**SUPPLIED MATERIAL:**
▶

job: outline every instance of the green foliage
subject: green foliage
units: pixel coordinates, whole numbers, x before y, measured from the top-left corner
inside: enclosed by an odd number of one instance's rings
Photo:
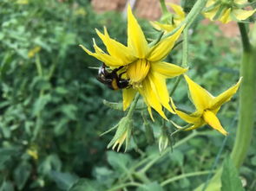
[[[162,184],[177,175],[210,169],[223,137],[208,132],[207,127],[195,135],[182,132],[171,140],[173,151],[168,148],[160,156],[155,142],[161,121],[155,113],[154,124],[147,115],[142,118],[145,106],[140,100],[128,152],[107,150],[114,132],[100,135],[122,118],[121,105],[112,103],[121,102],[121,92],[95,80],[97,71],[89,67],[101,63],[78,45],[92,49],[95,38],[104,48],[94,30],[103,25],[125,43],[127,29],[120,14],[95,14],[89,1],[17,2],[0,2],[0,191],[100,191],[128,181],[134,184],[128,190],[192,190],[207,179],[204,174]],[[148,23],[142,26],[154,36]],[[216,38],[216,33],[220,31],[213,24],[199,25],[189,38],[188,74],[213,94],[237,81],[240,62],[237,40]],[[181,48],[178,45],[167,61],[181,63]],[[167,81],[169,90],[174,80]],[[174,99],[193,111],[187,106],[192,104],[187,85],[180,85]],[[104,99],[111,109],[103,105]],[[220,111],[220,121],[231,132],[226,150],[233,144],[236,111],[234,98]],[[152,129],[145,129],[147,123]],[[167,127],[174,130],[169,123]],[[186,140],[190,135],[194,137]],[[255,157],[252,149],[241,169],[248,189],[255,182]]]
[[[232,160],[226,158],[221,175],[221,191],[243,191],[241,180]]]

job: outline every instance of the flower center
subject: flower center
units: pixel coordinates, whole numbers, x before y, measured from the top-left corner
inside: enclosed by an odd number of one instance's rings
[[[145,59],[139,59],[128,65],[127,69],[129,83],[133,86],[140,86],[141,81],[146,78],[150,68],[150,63]]]

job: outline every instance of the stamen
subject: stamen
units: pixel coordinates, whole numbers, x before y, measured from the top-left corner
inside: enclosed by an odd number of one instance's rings
[[[140,59],[128,65],[127,69],[128,78],[130,79],[129,83],[134,87],[138,87],[141,81],[146,78],[150,69],[150,63],[145,59]]]

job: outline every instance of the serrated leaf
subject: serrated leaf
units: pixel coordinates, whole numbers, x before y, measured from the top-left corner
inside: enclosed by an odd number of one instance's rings
[[[227,157],[221,175],[221,191],[245,191],[233,161]]]

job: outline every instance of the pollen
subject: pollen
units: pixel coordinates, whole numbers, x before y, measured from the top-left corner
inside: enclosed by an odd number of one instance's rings
[[[147,77],[150,69],[150,63],[145,59],[139,59],[130,64],[127,69],[129,83],[134,86],[140,86],[141,81]]]

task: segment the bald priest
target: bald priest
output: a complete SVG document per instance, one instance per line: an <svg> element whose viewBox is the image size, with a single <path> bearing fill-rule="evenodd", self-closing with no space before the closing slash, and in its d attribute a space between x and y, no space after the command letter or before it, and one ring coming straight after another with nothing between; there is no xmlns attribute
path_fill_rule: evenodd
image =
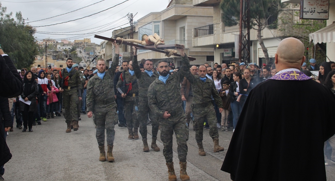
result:
<svg viewBox="0 0 335 181"><path fill-rule="evenodd" d="M324 143L335 134L335 97L300 71L304 50L297 39L281 40L278 72L249 94L221 168L233 180L326 180ZM311 104L312 94L318 101Z"/></svg>

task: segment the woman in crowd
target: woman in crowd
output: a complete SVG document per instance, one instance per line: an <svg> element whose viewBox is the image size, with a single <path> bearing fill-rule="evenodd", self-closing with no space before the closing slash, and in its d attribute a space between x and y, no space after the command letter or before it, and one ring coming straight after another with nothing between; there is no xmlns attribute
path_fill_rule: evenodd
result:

◀

**TASK TO CARRY OUT:** Write out all the entries again with every "pixel coordinates" swapped for "image coordinates" and nothing else changed. Leave the pictures out.

**RESULT:**
job: outline every instance of the green foliage
subject: green foliage
units: image coordinates, whole numbers, x before y, measured from the top-left corner
inside: enclosed by an odd number of one instance's rings
Photo:
[[[162,184],[177,175],[210,169],[223,137],[208,132],[207,127],[195,135],[182,132],[171,140],[173,151],[168,148],[160,156],[155,142],[161,121],[155,113],[154,124],[147,115],[142,118],[145,106],[140,100],[128,152],[107,150],[114,132],[100,135],[122,118],[121,105],[112,103],[121,102],[121,92],[95,80],[97,71],[89,67],[101,63],[78,45],[92,49],[95,38],[104,48],[94,30],[103,25],[125,43],[127,29],[120,14],[95,14],[89,1],[17,2],[0,2],[0,191],[100,191],[128,181],[134,184],[128,190],[192,190],[207,179],[204,174]],[[148,23],[142,26],[154,36]],[[216,38],[216,33],[220,31],[213,24],[199,25],[189,38],[188,74],[213,94],[237,81],[240,62],[237,40]],[[181,48],[178,45],[167,61],[181,63]],[[167,81],[169,90],[174,80]],[[174,99],[193,111],[187,106],[192,104],[187,85],[180,85]],[[104,99],[111,109],[103,105]],[[220,111],[220,121],[231,132],[226,150],[233,144],[236,111],[234,98]],[[152,129],[145,129],[147,123]],[[167,127],[174,130],[169,123]],[[186,140],[190,135],[194,137]],[[255,157],[252,149],[241,169],[248,189],[255,182]]]
[[[232,160],[226,158],[221,175],[221,191],[243,191],[241,180]]]

job: outline every instance of the flower center
subject: flower center
units: image coordinates, whole numbers, x before y, measured from the top-left corner
inside: enclosed by an odd number of one instance's rings
[[[145,59],[139,59],[128,65],[127,69],[129,83],[133,86],[140,86],[141,81],[146,78],[150,68],[150,63]]]

job: outline every instance of the stamen
subject: stamen
units: image coordinates, whole numbers, x before y, measured from the top-left corner
inside: enclosed by an odd number of one instance's rings
[[[140,59],[128,65],[127,69],[128,78],[130,79],[129,83],[134,87],[138,87],[141,81],[146,78],[150,69],[150,63],[145,59]]]

job: outline every instance of the serrated leaf
subject: serrated leaf
units: image coordinates, whole numbers, x before y, measured from the top-left corner
inside: enclosed by an odd number of one instance's rings
[[[227,157],[221,175],[221,191],[245,191],[233,161]]]

job: outline every instance of the pollen
subject: pollen
units: image coordinates, whole numbers, x before y, measured from the top-left corner
inside: enclosed by an odd number of one instance's rings
[[[147,77],[150,69],[150,63],[145,59],[139,59],[130,64],[127,69],[129,83],[134,86],[140,86],[141,81]]]

task: segment the bald priest
target: bald priest
output: a complete SVG document per instance, one instance per line: an <svg> element whose viewBox is the image size, with a single <path> bearing fill-rule="evenodd", self-closing with no space before the closing slash, and in its d attribute a space between x and y, no space after the command letter or before it, and one ring coming straight after another with nothing between; there is no xmlns attribute
path_fill_rule: evenodd
image =
result:
<svg viewBox="0 0 335 181"><path fill-rule="evenodd" d="M324 143L335 134L335 97L300 71L304 50L297 39L281 40L278 72L249 94L221 168L233 180L326 180ZM311 104L312 94L318 101Z"/></svg>

task: segment the woman in crowd
target: woman in crowd
output: a complete SVG document per instance, one instance per line: an <svg> element whose viewBox is the image size, with a single <path> bearing fill-rule="evenodd", self-closing with no space before the closing slash, and in its d attribute a space between x and y, no space after the command letter or before it, and one ring coming straight after another with nothing between; there is no xmlns attribute
path_fill_rule: evenodd
result:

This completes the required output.